* What you should do
Which lines in the material below contain the word "hair"? Find each one and copy it out in full, treating uppercase and lowercase as different.

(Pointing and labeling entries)

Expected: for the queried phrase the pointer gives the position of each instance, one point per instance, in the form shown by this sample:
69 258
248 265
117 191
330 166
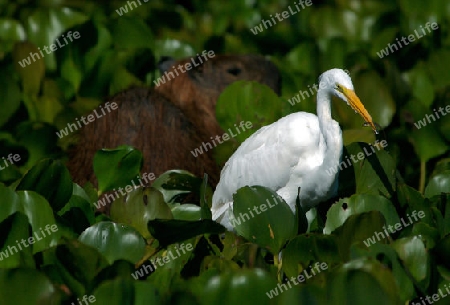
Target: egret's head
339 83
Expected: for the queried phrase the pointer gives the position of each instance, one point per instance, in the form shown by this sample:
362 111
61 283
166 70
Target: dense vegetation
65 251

---

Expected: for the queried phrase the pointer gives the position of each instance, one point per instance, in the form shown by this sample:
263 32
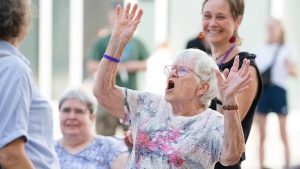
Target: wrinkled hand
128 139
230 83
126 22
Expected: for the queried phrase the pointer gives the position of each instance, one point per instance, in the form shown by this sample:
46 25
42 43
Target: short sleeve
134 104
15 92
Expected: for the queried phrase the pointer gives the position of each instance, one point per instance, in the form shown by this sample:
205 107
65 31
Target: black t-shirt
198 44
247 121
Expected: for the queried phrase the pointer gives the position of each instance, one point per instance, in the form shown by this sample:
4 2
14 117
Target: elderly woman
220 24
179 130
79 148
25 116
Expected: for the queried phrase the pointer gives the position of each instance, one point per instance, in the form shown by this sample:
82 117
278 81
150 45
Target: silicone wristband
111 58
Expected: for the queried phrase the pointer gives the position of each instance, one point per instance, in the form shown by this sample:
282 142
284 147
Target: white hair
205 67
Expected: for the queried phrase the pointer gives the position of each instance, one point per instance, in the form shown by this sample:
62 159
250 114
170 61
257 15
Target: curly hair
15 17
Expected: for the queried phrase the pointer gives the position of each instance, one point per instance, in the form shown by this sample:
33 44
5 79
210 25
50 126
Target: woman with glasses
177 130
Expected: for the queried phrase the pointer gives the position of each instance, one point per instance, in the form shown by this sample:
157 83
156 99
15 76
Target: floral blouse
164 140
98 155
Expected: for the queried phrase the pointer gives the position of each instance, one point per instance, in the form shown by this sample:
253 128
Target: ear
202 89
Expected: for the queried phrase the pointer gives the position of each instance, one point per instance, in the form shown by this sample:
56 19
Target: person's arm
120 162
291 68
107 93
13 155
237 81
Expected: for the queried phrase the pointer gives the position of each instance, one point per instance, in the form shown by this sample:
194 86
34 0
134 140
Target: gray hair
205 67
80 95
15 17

--

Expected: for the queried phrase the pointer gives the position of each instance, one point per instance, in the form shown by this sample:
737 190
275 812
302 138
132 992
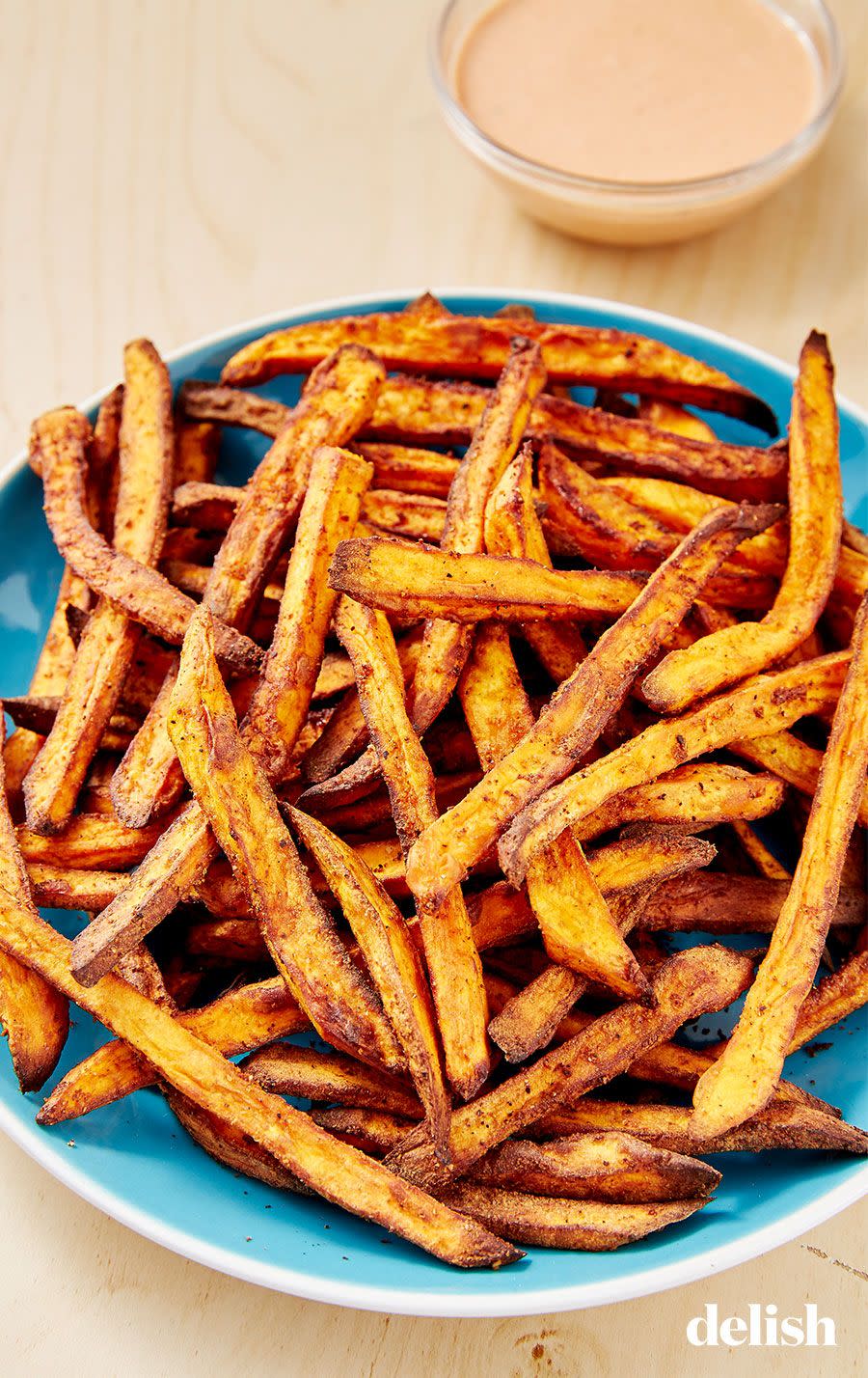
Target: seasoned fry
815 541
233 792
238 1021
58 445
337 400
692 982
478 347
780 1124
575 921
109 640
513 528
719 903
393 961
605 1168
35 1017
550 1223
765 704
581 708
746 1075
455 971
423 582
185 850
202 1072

* Exercise solution
Target: white hair
Target: curly hair
Target: gray hair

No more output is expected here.